= Metin Bölümü =
********************

İş bulma ümidini yitiren Türk genci Reuters dünyaya duyurdu
İngiliz haber ajansı Reuters, Türkiye'de yaşanan ekonomik sorunlara dikkat çekerek iş bulma ümidini yitirenlerin sayısının arttığını belirtti. Reuters, iş arayan Türk genci fotoğraflarla dünyaya duyurdu.
Berkay Uçar (24), sekiz aydan uzun süredir iş aradığı süreçte çağrıldığı birkaç görüşmenin de sonuçsuz kalmasının adından iş bulma umudunu neredeyse yitirmiş durumda. Ebeveynleri ile birlikte Ankara'da yaşayan yazılım geliştiricisi Uçar, işsiz olmanın getirdiği psikolojik yükün, yaşanılan mali sıkıntıdan çok daha zorlayıcı olduğunu ifade ediyor: "Maaş ve diğer beklentilerimi asgari düzeyde tutsam da yine de iş bulamıyorum. Bu durum psikolojik olarak beni çok zorluyor. Artık umudumu kaybediyorum." Uçar, Türkiye'de sayısı giderek artan ve iş bulma umudunu artık kaybeden milyonlarca işsizden biri.

********************

= Çalışma Malzemesi =

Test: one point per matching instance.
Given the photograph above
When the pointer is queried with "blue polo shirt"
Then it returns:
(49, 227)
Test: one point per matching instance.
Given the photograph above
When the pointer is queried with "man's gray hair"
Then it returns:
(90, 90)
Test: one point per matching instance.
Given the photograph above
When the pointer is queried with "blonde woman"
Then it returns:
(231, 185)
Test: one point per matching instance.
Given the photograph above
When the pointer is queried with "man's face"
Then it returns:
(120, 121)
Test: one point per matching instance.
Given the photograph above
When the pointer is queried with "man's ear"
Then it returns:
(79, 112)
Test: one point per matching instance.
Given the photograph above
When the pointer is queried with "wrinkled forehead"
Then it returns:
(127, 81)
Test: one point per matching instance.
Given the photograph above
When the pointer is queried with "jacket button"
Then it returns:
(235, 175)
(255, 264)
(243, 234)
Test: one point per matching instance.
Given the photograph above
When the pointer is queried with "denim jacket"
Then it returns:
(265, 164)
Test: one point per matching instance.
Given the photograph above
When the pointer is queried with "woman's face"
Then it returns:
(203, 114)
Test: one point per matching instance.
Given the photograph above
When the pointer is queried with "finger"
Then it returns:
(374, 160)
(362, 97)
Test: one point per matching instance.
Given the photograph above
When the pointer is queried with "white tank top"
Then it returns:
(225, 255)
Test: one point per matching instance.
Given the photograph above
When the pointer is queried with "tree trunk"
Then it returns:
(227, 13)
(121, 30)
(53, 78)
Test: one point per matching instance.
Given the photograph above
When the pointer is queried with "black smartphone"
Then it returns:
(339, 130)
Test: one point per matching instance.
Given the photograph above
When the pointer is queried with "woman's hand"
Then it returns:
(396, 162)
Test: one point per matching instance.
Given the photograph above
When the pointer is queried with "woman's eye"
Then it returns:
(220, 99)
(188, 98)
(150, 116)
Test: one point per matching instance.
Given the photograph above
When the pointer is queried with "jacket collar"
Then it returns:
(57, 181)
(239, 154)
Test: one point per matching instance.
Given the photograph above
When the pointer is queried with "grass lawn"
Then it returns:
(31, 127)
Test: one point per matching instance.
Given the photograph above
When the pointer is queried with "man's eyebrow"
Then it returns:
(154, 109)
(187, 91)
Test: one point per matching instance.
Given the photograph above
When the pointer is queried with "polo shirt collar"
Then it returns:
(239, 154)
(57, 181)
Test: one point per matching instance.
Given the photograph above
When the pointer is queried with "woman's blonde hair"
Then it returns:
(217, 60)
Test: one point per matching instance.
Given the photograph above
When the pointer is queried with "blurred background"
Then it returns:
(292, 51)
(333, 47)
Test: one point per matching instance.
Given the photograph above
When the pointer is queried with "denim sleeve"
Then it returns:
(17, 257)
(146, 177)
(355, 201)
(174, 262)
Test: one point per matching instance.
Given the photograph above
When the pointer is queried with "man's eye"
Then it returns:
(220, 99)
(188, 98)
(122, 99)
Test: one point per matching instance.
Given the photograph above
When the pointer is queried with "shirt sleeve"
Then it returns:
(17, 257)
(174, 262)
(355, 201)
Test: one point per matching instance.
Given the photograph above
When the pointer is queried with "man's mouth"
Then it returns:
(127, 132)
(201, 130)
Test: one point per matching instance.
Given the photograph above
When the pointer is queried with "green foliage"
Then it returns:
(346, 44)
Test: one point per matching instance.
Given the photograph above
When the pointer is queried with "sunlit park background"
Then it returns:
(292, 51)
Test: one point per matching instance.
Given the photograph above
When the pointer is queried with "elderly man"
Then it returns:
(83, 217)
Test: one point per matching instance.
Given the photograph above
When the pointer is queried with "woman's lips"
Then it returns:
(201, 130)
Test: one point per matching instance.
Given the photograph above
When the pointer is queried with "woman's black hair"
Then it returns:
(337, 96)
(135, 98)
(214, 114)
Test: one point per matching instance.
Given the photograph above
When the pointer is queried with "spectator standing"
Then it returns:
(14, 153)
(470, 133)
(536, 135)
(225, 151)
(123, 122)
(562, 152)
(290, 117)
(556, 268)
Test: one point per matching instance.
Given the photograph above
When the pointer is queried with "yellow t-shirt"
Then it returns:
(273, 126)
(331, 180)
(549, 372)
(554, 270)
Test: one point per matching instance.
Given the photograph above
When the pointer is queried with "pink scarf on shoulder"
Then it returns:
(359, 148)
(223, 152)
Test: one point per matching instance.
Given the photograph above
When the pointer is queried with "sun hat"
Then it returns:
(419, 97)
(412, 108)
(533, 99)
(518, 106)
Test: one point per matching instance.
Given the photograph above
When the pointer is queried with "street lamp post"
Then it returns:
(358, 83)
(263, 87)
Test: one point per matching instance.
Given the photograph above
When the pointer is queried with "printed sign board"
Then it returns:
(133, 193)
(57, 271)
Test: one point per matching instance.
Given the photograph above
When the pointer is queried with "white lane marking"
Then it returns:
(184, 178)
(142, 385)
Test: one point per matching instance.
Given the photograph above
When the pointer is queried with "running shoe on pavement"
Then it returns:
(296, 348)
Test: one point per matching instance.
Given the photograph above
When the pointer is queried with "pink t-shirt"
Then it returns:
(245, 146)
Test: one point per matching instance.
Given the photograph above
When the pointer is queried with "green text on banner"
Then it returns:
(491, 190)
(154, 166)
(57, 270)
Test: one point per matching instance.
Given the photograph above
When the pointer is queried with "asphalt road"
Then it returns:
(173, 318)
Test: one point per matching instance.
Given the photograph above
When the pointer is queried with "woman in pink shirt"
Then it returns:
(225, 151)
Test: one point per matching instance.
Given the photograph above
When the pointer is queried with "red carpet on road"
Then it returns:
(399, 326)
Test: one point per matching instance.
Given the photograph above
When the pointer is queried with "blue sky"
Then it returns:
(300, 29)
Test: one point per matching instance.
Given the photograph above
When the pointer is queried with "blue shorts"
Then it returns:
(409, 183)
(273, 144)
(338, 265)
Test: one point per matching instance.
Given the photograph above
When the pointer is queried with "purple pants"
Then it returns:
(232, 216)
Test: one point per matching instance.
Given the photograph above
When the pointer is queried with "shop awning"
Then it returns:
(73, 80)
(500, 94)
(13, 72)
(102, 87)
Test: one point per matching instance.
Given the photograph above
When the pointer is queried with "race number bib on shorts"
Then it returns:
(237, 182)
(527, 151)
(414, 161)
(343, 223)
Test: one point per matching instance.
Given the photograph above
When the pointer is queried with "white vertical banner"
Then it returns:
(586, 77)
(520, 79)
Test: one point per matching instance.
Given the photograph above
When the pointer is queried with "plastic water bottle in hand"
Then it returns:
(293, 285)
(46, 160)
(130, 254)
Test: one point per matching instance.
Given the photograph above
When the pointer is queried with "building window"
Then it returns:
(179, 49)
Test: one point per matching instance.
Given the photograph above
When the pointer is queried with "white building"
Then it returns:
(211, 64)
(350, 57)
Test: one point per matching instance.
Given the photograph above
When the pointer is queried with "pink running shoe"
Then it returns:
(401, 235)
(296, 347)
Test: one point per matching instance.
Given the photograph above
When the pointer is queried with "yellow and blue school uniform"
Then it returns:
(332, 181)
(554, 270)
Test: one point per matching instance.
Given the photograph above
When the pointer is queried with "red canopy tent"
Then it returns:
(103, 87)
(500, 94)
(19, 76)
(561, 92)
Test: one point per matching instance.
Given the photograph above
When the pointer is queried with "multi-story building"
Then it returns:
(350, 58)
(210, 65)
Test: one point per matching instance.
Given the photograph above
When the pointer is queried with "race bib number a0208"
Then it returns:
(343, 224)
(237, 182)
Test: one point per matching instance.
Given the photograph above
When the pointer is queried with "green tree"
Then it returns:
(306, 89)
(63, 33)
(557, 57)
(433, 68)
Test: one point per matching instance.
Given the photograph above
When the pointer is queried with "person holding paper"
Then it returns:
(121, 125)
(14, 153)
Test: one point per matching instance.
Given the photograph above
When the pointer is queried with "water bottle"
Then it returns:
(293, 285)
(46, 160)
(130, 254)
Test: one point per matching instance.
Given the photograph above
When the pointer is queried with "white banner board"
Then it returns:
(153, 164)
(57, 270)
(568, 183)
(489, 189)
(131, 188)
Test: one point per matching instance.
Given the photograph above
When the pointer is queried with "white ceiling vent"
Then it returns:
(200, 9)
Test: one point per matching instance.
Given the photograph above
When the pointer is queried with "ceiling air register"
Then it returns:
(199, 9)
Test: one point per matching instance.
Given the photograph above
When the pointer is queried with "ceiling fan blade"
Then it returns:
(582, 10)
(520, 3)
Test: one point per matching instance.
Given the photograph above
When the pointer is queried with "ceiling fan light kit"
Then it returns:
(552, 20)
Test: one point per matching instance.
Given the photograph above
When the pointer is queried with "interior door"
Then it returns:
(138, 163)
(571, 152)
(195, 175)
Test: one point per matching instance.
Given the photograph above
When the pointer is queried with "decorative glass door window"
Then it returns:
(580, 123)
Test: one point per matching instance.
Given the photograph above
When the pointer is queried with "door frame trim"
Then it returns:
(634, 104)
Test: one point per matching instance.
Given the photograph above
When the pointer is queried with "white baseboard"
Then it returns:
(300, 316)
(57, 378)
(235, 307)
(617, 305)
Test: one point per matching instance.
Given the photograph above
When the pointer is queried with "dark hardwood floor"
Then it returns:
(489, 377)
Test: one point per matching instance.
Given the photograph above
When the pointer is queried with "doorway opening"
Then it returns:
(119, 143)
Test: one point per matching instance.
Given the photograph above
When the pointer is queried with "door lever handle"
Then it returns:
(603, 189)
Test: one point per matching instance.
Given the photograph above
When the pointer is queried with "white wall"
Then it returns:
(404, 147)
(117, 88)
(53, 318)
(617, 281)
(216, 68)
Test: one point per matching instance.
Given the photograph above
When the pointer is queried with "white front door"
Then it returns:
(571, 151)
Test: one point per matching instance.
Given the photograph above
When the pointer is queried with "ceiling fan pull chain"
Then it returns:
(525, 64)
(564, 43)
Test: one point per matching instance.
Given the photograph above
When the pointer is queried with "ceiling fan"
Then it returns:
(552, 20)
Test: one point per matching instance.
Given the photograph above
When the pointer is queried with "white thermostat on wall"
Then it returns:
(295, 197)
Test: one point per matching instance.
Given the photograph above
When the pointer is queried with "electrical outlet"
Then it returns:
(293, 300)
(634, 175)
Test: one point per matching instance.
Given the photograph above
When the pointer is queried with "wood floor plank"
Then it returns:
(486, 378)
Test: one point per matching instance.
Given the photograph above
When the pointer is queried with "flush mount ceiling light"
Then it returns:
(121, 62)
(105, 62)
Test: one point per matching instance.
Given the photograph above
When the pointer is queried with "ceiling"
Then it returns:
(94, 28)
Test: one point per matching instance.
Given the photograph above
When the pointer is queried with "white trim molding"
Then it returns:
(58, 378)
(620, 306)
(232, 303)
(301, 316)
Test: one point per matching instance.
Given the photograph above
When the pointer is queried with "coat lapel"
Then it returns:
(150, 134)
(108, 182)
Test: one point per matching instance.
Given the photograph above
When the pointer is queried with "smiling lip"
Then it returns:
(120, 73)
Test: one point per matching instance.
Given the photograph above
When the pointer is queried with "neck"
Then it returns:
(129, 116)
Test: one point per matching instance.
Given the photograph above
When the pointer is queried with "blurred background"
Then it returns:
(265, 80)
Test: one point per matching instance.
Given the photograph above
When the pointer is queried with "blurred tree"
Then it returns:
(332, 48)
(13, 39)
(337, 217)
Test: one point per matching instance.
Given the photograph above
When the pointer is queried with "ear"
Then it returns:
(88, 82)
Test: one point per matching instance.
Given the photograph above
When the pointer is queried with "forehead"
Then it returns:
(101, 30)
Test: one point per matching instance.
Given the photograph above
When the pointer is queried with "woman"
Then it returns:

********************

= Etkinlik =
Metin bölümünü iki cümleyle özetleyin. Liste başka bir kaynaktan alınmıştır.

= Yanıt =
Reuters, Türkiye'deki ekonomik sorunlara dikkat çekerek iş bulma umudunu yitirenlerin sayısının arttığını bildirdi. Ankara'da ailesiyle yaşayan 24 yaşındaki yazılım geliştiricisi Berkay Uçar, sekiz aydan uzun süredir iş arıyor, umudunu neredeyse yitirmiş durumda ve işsizliğin psikolojik yükünün mali sıkıntıdan daha zorlayıcı olduğunu söylüyor.